Work instructions >>
**A)** In the text on Debt Relief Orders, for how long does a DRO freeze qualifying debts?
**B)** Continue the text on Debt Relief Orders from where it stops.

Debt can quickly spiral out of control, but solutions such as Debt Relief Orders (DRO) are designed to help individuals regain control of their financial situation. This guide provides an overview of how DROs and other debt relief options work, and how they may be the right solution for managing unmanageable debts.
What is a Debt Relief Order (DRO)? #
A Debt Relief Order (DRO) is a formal insolvency solution designed to assist individuals who are struggling with personal debts and are unable to repay them. DRO debts include specific qualifying debts such as credit cards, rent arrears, and utility bills, which can be included in a DRO. A DRO allows for a freeze on your qualifying debts for 12 months, and after this period, those debts are often written off completely. This can be a fresh start for those with few assets and little disposable income.
The Purpose of a DRO #
The primary purpose of a DRO is to protect individuals from creditor action, allowing them to take a step back from their debts and potentially have them written off after a set period. During the 12-month DRO period, creditors listed in the DRO cannot take legal action against you, providing relief from creditor pressure.

Entries >>
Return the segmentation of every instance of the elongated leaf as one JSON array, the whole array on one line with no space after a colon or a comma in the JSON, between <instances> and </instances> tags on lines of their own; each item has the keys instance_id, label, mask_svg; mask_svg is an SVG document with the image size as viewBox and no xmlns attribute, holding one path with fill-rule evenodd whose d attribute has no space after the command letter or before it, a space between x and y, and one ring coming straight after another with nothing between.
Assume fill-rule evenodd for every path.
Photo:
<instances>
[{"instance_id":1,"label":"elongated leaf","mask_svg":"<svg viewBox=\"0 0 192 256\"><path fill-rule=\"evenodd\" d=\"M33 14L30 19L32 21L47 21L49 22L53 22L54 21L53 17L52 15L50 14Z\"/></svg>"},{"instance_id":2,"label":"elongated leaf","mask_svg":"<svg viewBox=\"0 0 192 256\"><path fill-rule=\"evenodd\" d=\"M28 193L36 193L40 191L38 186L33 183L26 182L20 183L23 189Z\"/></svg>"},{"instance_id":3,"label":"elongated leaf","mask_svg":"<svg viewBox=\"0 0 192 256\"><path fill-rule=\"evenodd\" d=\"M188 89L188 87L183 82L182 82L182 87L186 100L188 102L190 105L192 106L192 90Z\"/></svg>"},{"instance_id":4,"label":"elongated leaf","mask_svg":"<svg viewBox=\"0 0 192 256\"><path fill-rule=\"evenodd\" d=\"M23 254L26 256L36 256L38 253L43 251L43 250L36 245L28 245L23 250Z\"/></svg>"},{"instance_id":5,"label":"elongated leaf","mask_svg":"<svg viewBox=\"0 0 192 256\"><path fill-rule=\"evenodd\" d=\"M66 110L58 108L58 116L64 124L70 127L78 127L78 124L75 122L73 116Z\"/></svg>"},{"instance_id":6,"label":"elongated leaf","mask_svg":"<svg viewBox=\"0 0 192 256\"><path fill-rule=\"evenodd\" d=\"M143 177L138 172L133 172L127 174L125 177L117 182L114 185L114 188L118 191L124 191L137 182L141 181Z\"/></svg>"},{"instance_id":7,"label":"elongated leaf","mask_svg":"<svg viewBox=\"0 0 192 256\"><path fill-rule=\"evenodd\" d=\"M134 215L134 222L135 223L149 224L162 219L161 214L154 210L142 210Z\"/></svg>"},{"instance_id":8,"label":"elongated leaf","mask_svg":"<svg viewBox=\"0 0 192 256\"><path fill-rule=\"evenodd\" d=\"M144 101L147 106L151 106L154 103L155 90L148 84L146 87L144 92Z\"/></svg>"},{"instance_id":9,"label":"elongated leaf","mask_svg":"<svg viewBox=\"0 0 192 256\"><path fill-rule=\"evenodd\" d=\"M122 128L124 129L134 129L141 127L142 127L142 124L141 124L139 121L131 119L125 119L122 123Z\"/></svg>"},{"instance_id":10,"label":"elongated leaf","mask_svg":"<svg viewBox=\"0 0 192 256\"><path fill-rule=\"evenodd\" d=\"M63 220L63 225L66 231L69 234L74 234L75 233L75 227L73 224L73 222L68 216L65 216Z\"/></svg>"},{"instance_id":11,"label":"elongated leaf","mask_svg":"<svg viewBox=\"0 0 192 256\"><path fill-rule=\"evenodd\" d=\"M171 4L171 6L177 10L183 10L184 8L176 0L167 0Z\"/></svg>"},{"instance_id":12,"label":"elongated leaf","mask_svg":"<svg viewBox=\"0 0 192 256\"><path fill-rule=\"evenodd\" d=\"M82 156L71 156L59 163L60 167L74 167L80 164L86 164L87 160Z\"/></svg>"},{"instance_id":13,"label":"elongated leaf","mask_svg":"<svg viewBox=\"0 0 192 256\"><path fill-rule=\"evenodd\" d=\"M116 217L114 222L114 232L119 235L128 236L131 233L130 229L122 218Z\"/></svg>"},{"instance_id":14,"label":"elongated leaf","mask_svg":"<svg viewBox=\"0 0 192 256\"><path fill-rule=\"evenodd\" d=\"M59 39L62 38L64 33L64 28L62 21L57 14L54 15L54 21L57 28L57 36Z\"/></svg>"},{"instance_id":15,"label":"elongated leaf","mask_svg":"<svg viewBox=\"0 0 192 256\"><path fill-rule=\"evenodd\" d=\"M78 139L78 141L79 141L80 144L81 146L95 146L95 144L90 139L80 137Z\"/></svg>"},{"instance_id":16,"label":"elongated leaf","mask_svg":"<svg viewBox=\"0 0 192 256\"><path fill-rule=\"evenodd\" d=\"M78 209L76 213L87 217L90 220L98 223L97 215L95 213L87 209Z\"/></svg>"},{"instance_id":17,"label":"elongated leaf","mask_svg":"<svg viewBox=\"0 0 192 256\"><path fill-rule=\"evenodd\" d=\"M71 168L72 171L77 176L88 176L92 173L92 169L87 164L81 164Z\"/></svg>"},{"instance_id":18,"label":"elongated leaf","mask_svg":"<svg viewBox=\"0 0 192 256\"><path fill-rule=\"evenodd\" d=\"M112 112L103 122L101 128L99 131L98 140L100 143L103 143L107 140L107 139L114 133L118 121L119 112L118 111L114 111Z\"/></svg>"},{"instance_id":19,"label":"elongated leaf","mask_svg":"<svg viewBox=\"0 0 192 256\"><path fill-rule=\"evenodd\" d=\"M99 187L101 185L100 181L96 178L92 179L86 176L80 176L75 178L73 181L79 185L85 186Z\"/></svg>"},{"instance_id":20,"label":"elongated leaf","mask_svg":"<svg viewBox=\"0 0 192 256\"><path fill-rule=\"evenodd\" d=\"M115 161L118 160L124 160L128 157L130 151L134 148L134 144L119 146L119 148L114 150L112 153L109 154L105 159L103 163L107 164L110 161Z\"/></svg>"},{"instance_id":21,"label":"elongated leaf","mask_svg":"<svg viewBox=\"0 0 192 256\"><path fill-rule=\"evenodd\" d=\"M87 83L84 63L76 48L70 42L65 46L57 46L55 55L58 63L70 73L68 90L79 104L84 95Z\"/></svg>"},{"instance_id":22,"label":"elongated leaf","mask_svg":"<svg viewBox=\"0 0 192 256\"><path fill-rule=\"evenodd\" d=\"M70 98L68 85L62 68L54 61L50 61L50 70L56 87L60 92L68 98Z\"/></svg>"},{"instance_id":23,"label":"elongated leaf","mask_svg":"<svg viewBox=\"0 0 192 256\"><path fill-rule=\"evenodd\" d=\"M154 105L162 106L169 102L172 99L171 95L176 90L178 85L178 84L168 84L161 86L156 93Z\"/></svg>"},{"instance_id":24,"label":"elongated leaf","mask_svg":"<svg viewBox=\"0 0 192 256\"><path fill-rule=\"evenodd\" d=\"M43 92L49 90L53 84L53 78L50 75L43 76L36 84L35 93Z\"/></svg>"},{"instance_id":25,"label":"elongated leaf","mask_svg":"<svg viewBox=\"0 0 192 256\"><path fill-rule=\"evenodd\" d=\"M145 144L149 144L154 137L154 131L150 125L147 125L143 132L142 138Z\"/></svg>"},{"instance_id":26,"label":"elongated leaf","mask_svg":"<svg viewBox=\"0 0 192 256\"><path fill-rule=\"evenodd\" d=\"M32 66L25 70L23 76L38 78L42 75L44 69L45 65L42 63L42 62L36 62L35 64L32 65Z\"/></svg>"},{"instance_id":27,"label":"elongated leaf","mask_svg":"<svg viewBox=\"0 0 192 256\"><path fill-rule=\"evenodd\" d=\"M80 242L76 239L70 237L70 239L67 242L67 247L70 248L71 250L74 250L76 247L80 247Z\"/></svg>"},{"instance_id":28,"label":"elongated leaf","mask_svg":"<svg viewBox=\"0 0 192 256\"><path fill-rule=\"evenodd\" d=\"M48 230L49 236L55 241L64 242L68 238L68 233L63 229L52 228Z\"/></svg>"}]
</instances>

Results for the exercise >>
**A)** 12 months

**B)**
The Benefits of a DRO #
A DRO offers significant benefits to individuals facing unmanageable debts. It stops most creditors from taking any further action against you and allows for debts to be written off after a 12-month period. You are also allowed to keep essential assets, such as basic household items and a vehicle worth less than £2,000. This can provide vital breathing space for people overwhelmed by their financial situation.
Eligibility and Application Process #
To be eligible for a Debt Relief Order, you must meet specific criteria. These include having debts of £30,000 or less, spare income of no more than £75 per month after covering normal household expenses, and assets worth no more than £2,000. you must be living in England or Wales and not be involved in another formal insolvency procedure such as bankruptcy or an Individual Voluntary Arrangement (IVA). The application process must be completed through an approved intermediary, such as a debt adviser, who will assess your situation and help submit your application to the Insolvency Service.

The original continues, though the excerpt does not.